# UBER UNFAIR RATING SYSTEM NEEDS TO CHANGE.



## nayeem (Jun 22, 2017)

Who thinks Uber should make the riders who rate below a 5 star write in at least 25 words why they want that driver to be deactivated?


----------



## mikejm (Jun 1, 2016)

Every time Uber deactivates a driver for ratings they should contact every passenger that driver ever gave a ride to and announce that the driver has been deactivated and that Uber will continue to provide them with great service by eliminating any imperfect people from the Uber community.


----------



## LA_Native (Apr 17, 2017)

I have never taken Uber as a passenger, but I have very close friends who do. Until I started driving for Uber (three months ago), they had no clue that 4-stars was a poor rating. WTF would think that 4 out of 5 was a poor rating? BTW, these people are good people/pax (my friends) and their rating didn't reflect that. So, the poor ratings go both ways. Of course, only a driver can lose a source of income because of it.

→ **Written instruction**: In the Uber rating thread, why does LA_Native say the poor ratings go both ways, and what sets drivers apart even so?

→ **Excerpted data**:
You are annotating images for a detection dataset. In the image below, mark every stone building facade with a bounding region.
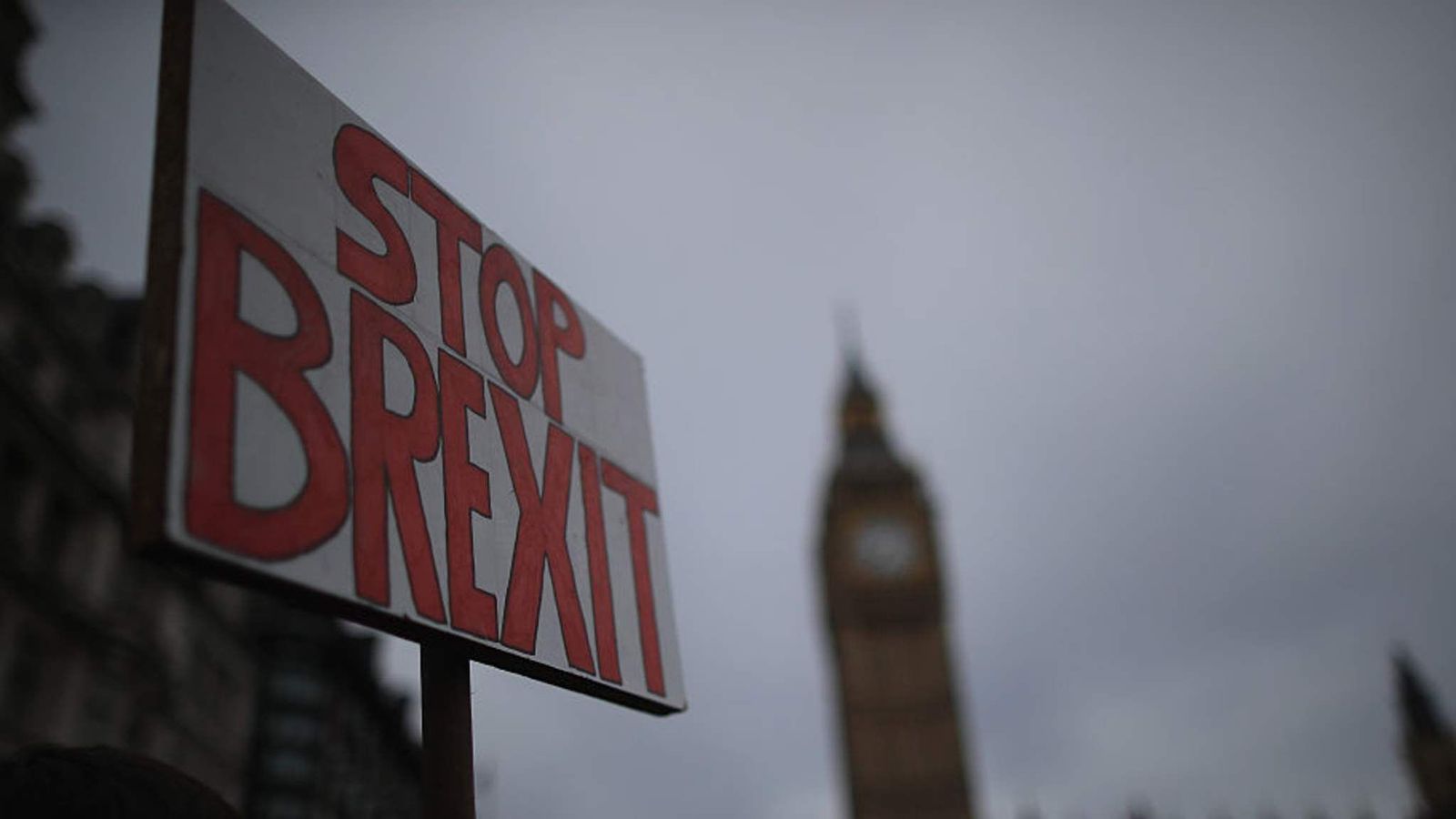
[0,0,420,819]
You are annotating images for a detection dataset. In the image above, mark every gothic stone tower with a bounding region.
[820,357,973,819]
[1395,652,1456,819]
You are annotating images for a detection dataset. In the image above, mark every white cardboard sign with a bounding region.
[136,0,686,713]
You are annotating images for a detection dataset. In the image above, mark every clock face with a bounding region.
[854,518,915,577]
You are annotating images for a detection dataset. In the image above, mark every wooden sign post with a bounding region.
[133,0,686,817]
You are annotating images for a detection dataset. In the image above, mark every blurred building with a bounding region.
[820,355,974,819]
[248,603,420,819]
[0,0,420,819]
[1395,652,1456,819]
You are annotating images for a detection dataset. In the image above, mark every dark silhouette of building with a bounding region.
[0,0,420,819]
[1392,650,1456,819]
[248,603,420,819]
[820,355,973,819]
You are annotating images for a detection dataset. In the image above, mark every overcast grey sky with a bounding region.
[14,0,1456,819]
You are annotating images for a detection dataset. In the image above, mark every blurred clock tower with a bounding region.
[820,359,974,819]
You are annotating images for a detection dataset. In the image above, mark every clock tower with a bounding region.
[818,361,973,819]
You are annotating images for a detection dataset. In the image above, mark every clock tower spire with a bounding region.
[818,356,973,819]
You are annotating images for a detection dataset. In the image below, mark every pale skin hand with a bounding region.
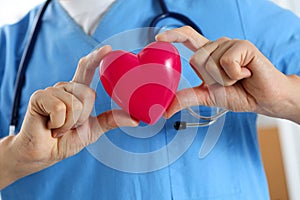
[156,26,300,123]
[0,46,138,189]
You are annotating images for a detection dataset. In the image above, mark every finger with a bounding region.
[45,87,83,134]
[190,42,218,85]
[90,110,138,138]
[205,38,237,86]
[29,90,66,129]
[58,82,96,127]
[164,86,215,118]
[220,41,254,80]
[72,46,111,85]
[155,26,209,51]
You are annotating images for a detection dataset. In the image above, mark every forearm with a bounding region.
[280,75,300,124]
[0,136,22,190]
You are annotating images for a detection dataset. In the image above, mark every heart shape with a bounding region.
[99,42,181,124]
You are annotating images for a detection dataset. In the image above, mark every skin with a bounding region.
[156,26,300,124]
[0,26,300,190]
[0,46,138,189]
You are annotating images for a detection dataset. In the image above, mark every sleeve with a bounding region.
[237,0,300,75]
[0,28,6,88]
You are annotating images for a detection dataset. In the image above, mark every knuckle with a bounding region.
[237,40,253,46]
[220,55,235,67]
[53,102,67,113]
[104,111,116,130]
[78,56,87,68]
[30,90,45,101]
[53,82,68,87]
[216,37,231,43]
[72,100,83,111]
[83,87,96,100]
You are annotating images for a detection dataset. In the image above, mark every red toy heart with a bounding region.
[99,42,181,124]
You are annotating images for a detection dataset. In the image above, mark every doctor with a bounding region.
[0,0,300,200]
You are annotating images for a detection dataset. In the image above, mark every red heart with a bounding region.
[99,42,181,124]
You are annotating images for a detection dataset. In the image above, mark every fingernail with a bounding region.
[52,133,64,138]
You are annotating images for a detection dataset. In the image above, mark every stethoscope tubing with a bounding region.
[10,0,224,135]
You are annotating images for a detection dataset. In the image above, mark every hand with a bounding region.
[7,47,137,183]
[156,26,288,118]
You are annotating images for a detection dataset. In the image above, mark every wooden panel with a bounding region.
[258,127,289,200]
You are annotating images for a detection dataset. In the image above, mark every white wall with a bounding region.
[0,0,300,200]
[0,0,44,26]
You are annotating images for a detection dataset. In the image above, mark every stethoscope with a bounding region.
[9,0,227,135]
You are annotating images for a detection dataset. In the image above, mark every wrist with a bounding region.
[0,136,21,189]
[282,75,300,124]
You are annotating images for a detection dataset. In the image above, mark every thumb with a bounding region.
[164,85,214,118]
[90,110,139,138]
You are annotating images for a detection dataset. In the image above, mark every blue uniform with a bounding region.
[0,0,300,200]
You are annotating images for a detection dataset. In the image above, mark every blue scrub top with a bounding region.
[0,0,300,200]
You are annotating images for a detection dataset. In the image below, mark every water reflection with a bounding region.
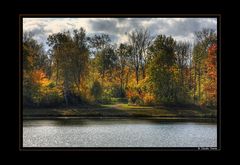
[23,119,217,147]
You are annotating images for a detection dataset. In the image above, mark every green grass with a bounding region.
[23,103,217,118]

→ **Finished answer**: LA_Native's friends, good people as passengers, didn't know that 4 stars was a poor rating until LA_Native started driving three months earlier, and their own ratings didn't reflect how good they were. Only a driver, though, can lose a source of income because of poor ratings.